• Text under study
The W. L. D. Johnson Neighborhood Library is a Houston Public Library branch in Houston, Texas. It replaced the Carnegie Colored Library, a Carnegie Library established by Houston's African American community in the Fourth Ward that was demolished for Interstate Highway 45 construction in 1962. The current branch is located at 3517 Reed Road. The library is named after W.L.D. Johnson, Sr., a man who raised funds for the purchase of the Carnegie Colored Library and served on the board of directors of that library. The new library building was dedicated on June 16, 1964 and replaced the original Carnegie Colored Library.

==Carnegie Colored Library==
African Americans were prohibited from accessing the Houston Lyceum and Carnegie Library, so African American leaders organized their own public library in Houston's Booker T. Washington High School in 1909. Native Houstonian Emmett J. Scott and his boss Booker T. Washington secured a Carnegie Library grant to help pay for a new building. Local real estate investor and civic leader John Brown Bell heard about the project from Scott and delegated the news of the library to mayor Horace Baldwin Rice, in order to secure annual city funds to upkeep the building. Bell was made the chairman of the committee to secure funds to buy the real estate lot. After the library was built in April 1913, Bell was made the treasurer of the Library Association. The board overseeing the institution was composed entirely of African Americans.

The library was designed in 1913 by William Sidney Pittman, a prominent African American architect, and the son-in-law of Booker T. Washington. It faced Frederick Street.

In 1921 the city of Houston disbanded the library board and made the library a branch of the Houston Public Library system. Charles Norton Love, an African American civil rights activist and publisher of the Texas Freeman helped advocate for construction and funding of the library.

• Given data

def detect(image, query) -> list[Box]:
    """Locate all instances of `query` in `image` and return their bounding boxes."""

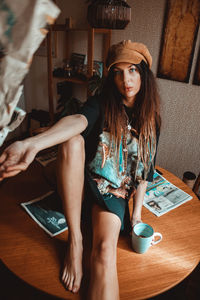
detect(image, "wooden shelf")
[47,24,111,124]
[53,76,88,85]
[51,24,111,34]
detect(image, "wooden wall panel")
[157,0,200,82]
[193,47,200,85]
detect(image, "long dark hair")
[101,61,161,177]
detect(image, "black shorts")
[85,171,131,233]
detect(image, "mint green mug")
[132,223,162,253]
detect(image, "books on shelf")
[143,172,192,217]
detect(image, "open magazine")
[21,172,192,236]
[21,191,68,236]
[144,172,192,217]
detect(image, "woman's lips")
[125,87,133,92]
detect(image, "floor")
[0,262,200,300]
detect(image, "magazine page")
[144,172,192,217]
[21,191,67,236]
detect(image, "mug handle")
[151,232,162,246]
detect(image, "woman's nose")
[123,72,130,83]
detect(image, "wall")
[25,0,200,178]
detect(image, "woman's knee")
[59,134,85,158]
[92,240,117,268]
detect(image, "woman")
[0,41,160,300]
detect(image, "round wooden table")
[0,162,200,300]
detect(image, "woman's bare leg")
[89,205,121,300]
[57,135,85,293]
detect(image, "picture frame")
[157,0,200,83]
[35,31,57,58]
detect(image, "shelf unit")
[47,24,111,124]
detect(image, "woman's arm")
[0,114,88,180]
[131,181,147,226]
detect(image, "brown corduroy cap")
[106,40,152,70]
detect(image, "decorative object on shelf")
[157,0,200,82]
[65,17,75,29]
[87,0,131,29]
[35,32,57,58]
[55,81,81,121]
[193,47,200,85]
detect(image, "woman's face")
[113,63,141,107]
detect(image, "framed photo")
[35,31,57,58]
[70,53,86,69]
[193,47,200,85]
[157,0,200,82]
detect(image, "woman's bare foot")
[62,240,83,293]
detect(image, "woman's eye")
[114,70,121,76]
[129,68,136,73]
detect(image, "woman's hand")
[0,141,37,181]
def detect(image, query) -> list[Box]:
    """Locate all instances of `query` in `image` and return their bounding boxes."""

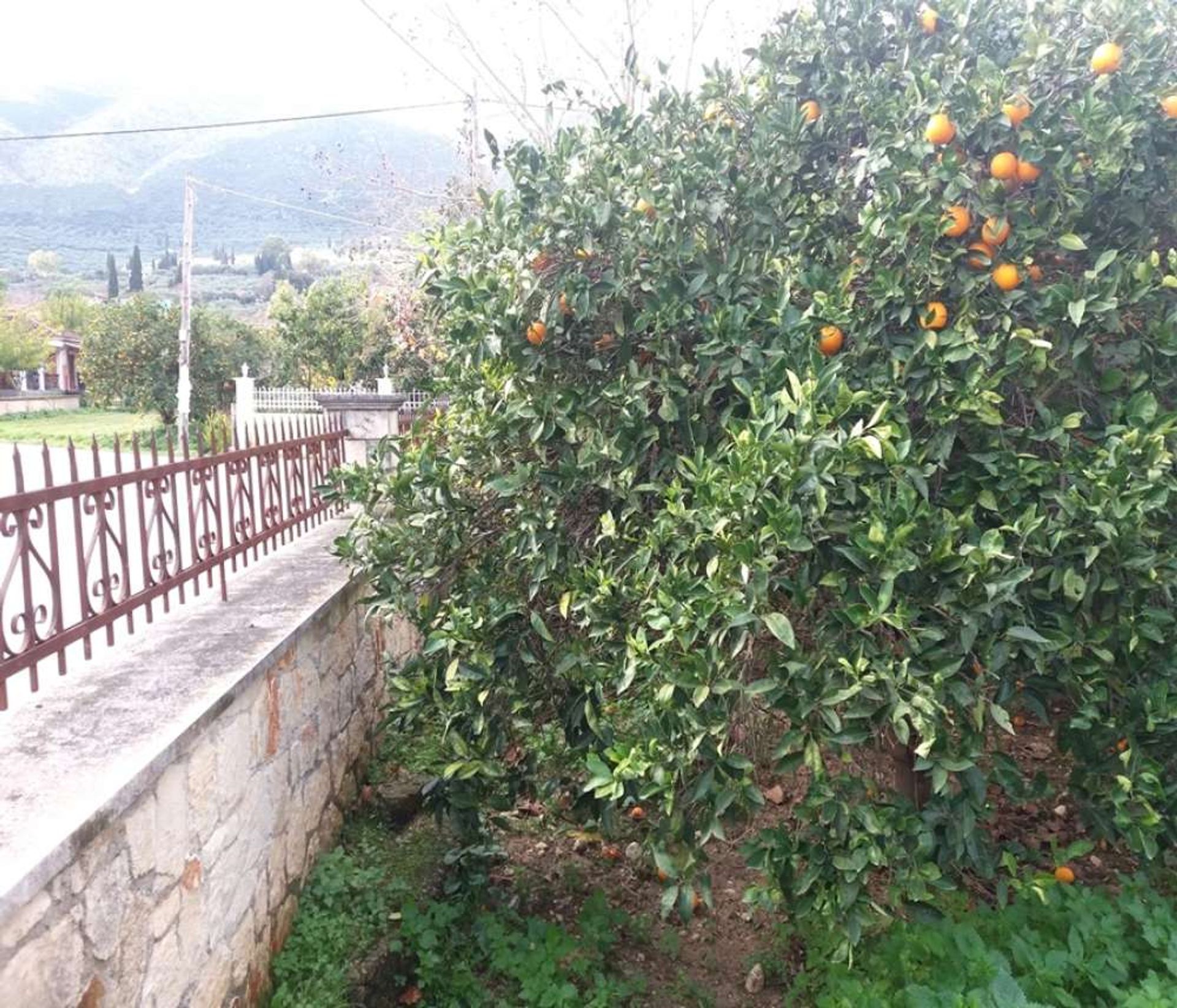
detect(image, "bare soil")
[475,719,1136,1008]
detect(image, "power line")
[192,178,376,227]
[0,99,465,143]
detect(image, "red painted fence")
[0,418,345,710]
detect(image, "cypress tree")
[127,243,143,293]
[106,252,119,302]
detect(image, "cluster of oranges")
[526,23,1177,357]
[802,30,1153,357]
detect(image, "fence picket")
[0,418,345,710]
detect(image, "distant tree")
[106,252,119,302]
[26,248,61,277]
[0,315,50,371]
[270,277,387,385]
[78,297,272,424]
[253,237,291,277]
[127,242,143,293]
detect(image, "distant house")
[0,319,82,413]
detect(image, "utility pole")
[175,177,197,438]
[470,78,480,199]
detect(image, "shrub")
[344,0,1177,953]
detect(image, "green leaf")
[1091,248,1119,277]
[989,701,1016,735]
[763,613,797,647]
[1005,627,1050,644]
[531,609,555,644]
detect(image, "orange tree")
[344,0,1177,941]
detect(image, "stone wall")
[0,570,412,1008]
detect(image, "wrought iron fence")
[0,418,345,710]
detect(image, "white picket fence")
[253,385,373,413]
[233,367,445,430]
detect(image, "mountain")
[0,93,459,272]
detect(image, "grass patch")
[0,408,165,448]
[393,889,645,1008]
[785,879,1177,1008]
[270,815,448,1008]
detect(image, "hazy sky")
[7,0,787,139]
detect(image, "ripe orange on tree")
[980,216,1010,246]
[989,151,1018,179]
[965,242,997,270]
[924,112,956,147]
[1018,160,1042,185]
[993,262,1022,291]
[940,204,972,238]
[1002,94,1034,129]
[817,325,845,357]
[633,198,658,220]
[920,302,949,329]
[1091,42,1124,77]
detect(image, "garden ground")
[273,706,1177,1008]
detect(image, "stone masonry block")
[0,917,85,1006]
[125,795,155,879]
[216,704,253,816]
[188,738,220,841]
[0,889,53,949]
[155,762,191,879]
[83,852,131,960]
[140,931,192,1008]
[151,885,180,941]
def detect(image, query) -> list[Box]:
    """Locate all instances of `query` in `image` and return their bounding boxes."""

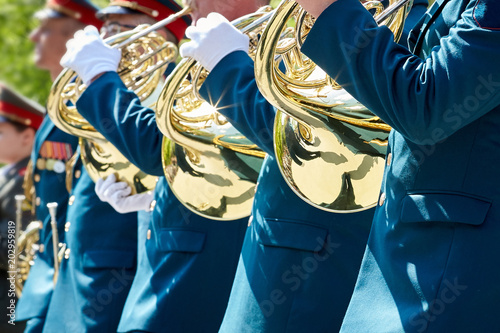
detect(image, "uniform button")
[378,192,385,206]
[149,200,156,212]
[64,249,71,259]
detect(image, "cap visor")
[33,8,66,21]
[95,6,139,20]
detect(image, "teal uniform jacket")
[43,150,137,333]
[201,51,374,333]
[302,0,500,332]
[77,72,248,332]
[16,116,78,332]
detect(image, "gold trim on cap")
[109,0,160,17]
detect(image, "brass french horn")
[156,6,271,220]
[15,194,41,297]
[255,0,411,213]
[47,8,190,193]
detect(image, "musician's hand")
[61,26,121,86]
[179,13,249,71]
[95,174,153,214]
[295,0,337,17]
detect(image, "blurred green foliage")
[0,0,279,105]
[0,0,51,104]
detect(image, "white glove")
[60,25,121,86]
[95,174,153,214]
[179,13,249,71]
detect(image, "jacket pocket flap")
[256,219,328,252]
[154,229,205,252]
[401,193,491,225]
[82,250,135,268]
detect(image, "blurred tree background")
[0,0,109,105]
[0,0,279,105]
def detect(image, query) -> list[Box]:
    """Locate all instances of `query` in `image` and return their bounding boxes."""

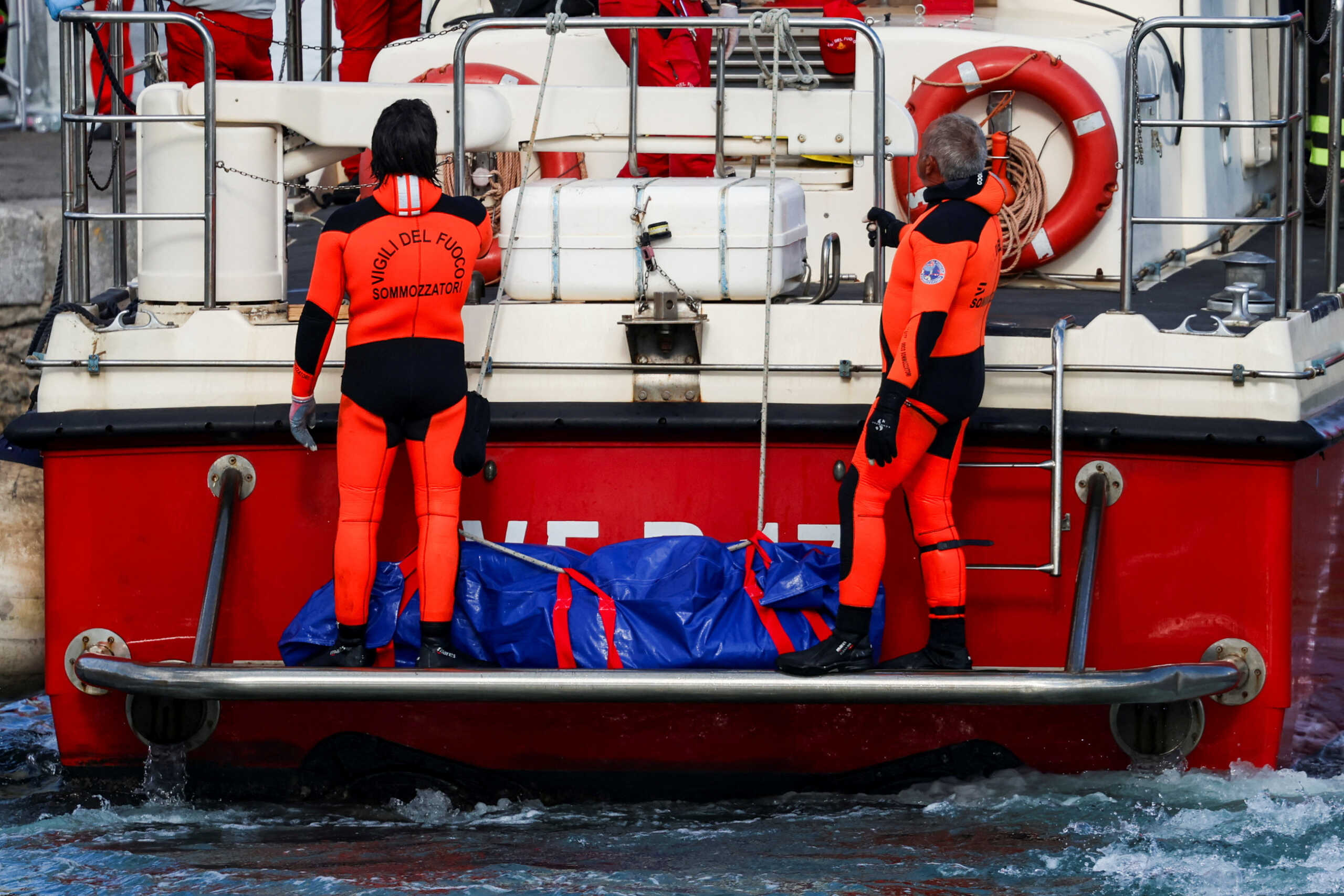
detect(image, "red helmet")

• Exercise 1
Summarize the text on Houston's library history in two sentences.
• Exercise 2
Translate this sentence from the text on Houston's library history into Spanish: "The library was designed in 1913 by William Sidney Pittman, a prominent African American architect, and the son-in-law of Booker T. Washington."
The records are separate material and are not part of the text on Houston's library history.

• Answer 1
The W. L. D. Johnson Neighborhood Library is a Houston Public Library branch that replaced the Carnegie Colored Library, which Houston's African American community established in the Fourth Ward and which was demolished for Interstate Highway 45 construction in 1962. That earlier library was built in April 1913 with help from a Carnegie Library grant and was overseen by an all-African American board until the city disbanded the board in 1921 and made the library a branch of the Houston Public Library system.

• Answer 2
La biblioteca fue diseñada en 1913 por William Sidney Pittman, un destacado arquitecto afroamericano y yerno de Booker T. Washington.